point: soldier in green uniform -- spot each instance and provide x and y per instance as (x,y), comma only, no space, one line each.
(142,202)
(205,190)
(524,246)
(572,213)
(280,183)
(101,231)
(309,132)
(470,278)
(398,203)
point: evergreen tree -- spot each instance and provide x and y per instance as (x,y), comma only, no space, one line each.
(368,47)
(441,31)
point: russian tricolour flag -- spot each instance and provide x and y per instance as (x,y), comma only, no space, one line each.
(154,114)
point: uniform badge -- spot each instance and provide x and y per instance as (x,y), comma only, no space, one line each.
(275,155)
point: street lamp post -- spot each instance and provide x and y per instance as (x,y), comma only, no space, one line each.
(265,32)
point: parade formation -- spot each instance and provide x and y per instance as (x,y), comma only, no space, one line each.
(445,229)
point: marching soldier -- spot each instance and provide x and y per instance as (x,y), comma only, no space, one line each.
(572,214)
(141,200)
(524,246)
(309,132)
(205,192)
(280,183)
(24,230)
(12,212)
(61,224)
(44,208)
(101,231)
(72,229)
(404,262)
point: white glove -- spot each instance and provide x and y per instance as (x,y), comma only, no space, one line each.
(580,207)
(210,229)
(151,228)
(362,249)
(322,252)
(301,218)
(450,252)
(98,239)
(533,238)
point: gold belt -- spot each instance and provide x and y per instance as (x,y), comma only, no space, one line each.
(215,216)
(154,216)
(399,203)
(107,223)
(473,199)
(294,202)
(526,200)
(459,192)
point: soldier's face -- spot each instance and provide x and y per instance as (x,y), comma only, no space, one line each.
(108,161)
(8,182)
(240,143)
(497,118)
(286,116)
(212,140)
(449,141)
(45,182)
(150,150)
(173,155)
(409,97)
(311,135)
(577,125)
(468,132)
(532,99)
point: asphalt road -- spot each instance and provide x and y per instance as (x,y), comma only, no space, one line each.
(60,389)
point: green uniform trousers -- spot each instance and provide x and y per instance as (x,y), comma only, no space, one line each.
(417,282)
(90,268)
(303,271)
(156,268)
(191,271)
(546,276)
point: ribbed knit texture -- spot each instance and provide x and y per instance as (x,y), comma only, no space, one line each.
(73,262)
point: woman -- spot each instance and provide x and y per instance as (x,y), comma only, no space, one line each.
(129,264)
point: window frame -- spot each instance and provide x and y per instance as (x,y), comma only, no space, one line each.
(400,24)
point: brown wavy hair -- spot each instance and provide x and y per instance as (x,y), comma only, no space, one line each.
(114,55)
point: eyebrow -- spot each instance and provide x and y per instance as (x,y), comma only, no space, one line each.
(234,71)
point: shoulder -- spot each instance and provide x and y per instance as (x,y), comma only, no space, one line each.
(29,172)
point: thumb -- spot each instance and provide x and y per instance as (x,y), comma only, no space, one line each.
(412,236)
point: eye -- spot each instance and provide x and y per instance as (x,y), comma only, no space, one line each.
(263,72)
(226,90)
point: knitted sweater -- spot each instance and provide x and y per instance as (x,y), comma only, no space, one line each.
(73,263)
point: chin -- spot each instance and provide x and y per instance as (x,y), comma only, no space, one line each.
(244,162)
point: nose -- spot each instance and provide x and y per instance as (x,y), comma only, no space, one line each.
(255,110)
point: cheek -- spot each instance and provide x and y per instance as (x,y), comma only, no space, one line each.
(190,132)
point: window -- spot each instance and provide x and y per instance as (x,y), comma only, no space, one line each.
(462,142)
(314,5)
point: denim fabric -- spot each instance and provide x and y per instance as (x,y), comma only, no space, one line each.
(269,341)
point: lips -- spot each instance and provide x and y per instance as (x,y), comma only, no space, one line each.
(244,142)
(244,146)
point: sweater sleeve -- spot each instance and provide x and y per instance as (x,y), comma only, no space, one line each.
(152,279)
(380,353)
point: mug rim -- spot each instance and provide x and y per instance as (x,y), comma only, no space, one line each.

» **DIRECTIONS**: Can you render every line of the records above as a Markdown table with the columns Row and Line, numbering the rows and leaving out any blank lines?

» **IN RESPONSE**:
| Row | Line |
|---|---|
| 1 | point: soldier in green uniform -- spot each instance and provide x and y per instance as (x,y), comma only, no space, one line each. |
| 2 | (142,202) |
| 3 | (205,190) |
| 4 | (524,246) |
| 5 | (572,213) |
| 6 | (280,183) |
| 7 | (101,231) |
| 8 | (309,132) |
| 9 | (470,278) |
| 10 | (398,203) |
| 11 | point: evergreen tree -- spot each instance and provide x and y per instance as (x,y), comma only, no space, one line each. |
| 12 | (368,47) |
| 13 | (441,31) |
| 14 | point: russian tricolour flag -- spot each instance and provide x and y per instance as (x,y), comma only, no space, one line each. |
| 15 | (154,114) |
| 16 | point: uniform badge -- spot each instance and provide x and y per instance as (x,y), comma only, no space, one line each. |
| 17 | (275,155) |
| 18 | point: street lamp post -- spot each instance and provide x and y per instance as (x,y), comma only, no space, one line each. |
| 19 | (265,32) |
| 20 | point: parade formation -- spot each instance and provide x and y per instance as (x,y), comma only, no space, one line each. |
| 21 | (445,229) |
| 22 | point: marching soldier -- spot each instance and provide x and y per instance as (x,y), comma only, no space, one line each. |
| 23 | (572,214) |
| 24 | (141,200) |
| 25 | (524,246) |
| 26 | (309,132) |
| 27 | (205,192) |
| 28 | (280,183) |
| 29 | (24,230) |
| 30 | (12,212) |
| 31 | (61,224) |
| 32 | (44,208) |
| 33 | (101,231) |
| 34 | (72,229) |
| 35 | (404,262) |
| 36 | point: white glove -- spot each instance and provide x and y per instance as (x,y), comma only, no space, one line each. |
| 37 | (580,207) |
| 38 | (210,229) |
| 39 | (151,228) |
| 40 | (362,249) |
| 41 | (322,252) |
| 42 | (301,218) |
| 43 | (450,252) |
| 44 | (98,239) |
| 45 | (533,238) |
| 46 | point: gold belt -- spot each instance and provide x and y per instance as (x,y), comma only, no space, one line each. |
| 47 | (215,216) |
| 48 | (154,216) |
| 49 | (399,203) |
| 50 | (107,223) |
| 51 | (473,199) |
| 52 | (294,202) |
| 53 | (526,200) |
| 54 | (459,192) |
| 55 | point: soldier's face -- spot each instance and provide x and y per instance as (x,y), comma only, no space, one line each. |
| 56 | (108,161) |
| 57 | (8,182) |
| 58 | (240,143) |
| 59 | (497,118) |
| 60 | (286,116) |
| 61 | (212,140) |
| 62 | (449,141) |
| 63 | (45,182) |
| 64 | (150,150) |
| 65 | (173,155) |
| 66 | (409,97) |
| 67 | (311,135) |
| 68 | (577,125) |
| 69 | (468,132) |
| 70 | (532,99) |
| 71 | point: asphalt road -- spot each instance and provide x and y per instance as (x,y), comma only, no space, one line each. |
| 72 | (60,389) |
| 73 | point: green uniform trousers -- spot each instance and provide x and y per instance as (x,y), comma only, no space, one line each. |
| 74 | (417,282) |
| 75 | (90,268) |
| 76 | (303,271) |
| 77 | (156,268) |
| 78 | (191,271) |
| 79 | (546,276) |
| 80 | point: ribbed knit texture -- spot each instance and provide x and y per instance as (x,y), comma only, no space, one line each. |
| 81 | (73,262) |
| 82 | point: woman -- spot each instance and provide x and y per instance as (x,y), comma only, no space, one line each. |
| 83 | (129,264) |
| 84 | point: window frame -- spot each instance and provide x and y per instance as (x,y), comma only, no space, one line each. |
| 85 | (400,24) |
| 86 | point: brown wavy hair -- spot each instance and provide x and y per instance as (x,y), comma only, no space, one line each. |
| 87 | (114,55) |
| 88 | point: eyebrow -- spot each instance and provide x and y per instance as (x,y), comma only, no space, one line each. |
| 89 | (234,71) |
| 90 | point: shoulder -- spot each instance and provide x and y per instance as (x,y), comma only, no space, one line each. |
| 91 | (29,172) |
| 92 | point: thumb -- spot each instance and provide x and y per instance as (x,y), comma only, no space, one line each. |
| 93 | (412,236) |
| 94 | point: eye -- spot each instance and provide x and y per instance as (x,y), comma only, no space, one line each. |
| 95 | (263,72) |
| 96 | (226,90) |
| 97 | point: knitted sweater -- spot each instance and provide x and y per instance as (x,y), comma only, no space, one line each. |
| 98 | (73,263) |
| 99 | point: chin -- spot each instance and provide x and y per instance as (x,y), comma only, no space, one line each. |
| 100 | (244,162) |
| 101 | point: nose -- spot each instance and provide x and y per instance as (x,y), comma only, no space, one line each. |
| 102 | (255,110) |
| 103 | point: cheek -- spot each instance and provide x and y per instance as (x,y), comma only, no space, one line each. |
| 104 | (190,132) |
| 105 | point: window -- spot each instance and provide x and y per instance as (x,y), comma only, no space, one line each. |
| 106 | (462,142) |
| 107 | (314,5) |
| 108 | point: denim fabric -- spot each instance and provide x and y per instance as (x,y), comma only, no space, one line each. |
| 109 | (269,341) |
| 110 | point: lips -- spot each instance and provide x and y per instance as (x,y), comma only, no space, one line each. |
| 111 | (244,142) |
| 112 | (244,146) |
| 113 | point: sweater sleeve -- spot each instance and provide x and y per instance as (x,y), comma only, no space, one line each. |
| 114 | (152,279) |
| 115 | (380,353) |
| 116 | point: mug rim -- spot each instance and provide x and y per instance as (x,y), comma only, no space, one line each. |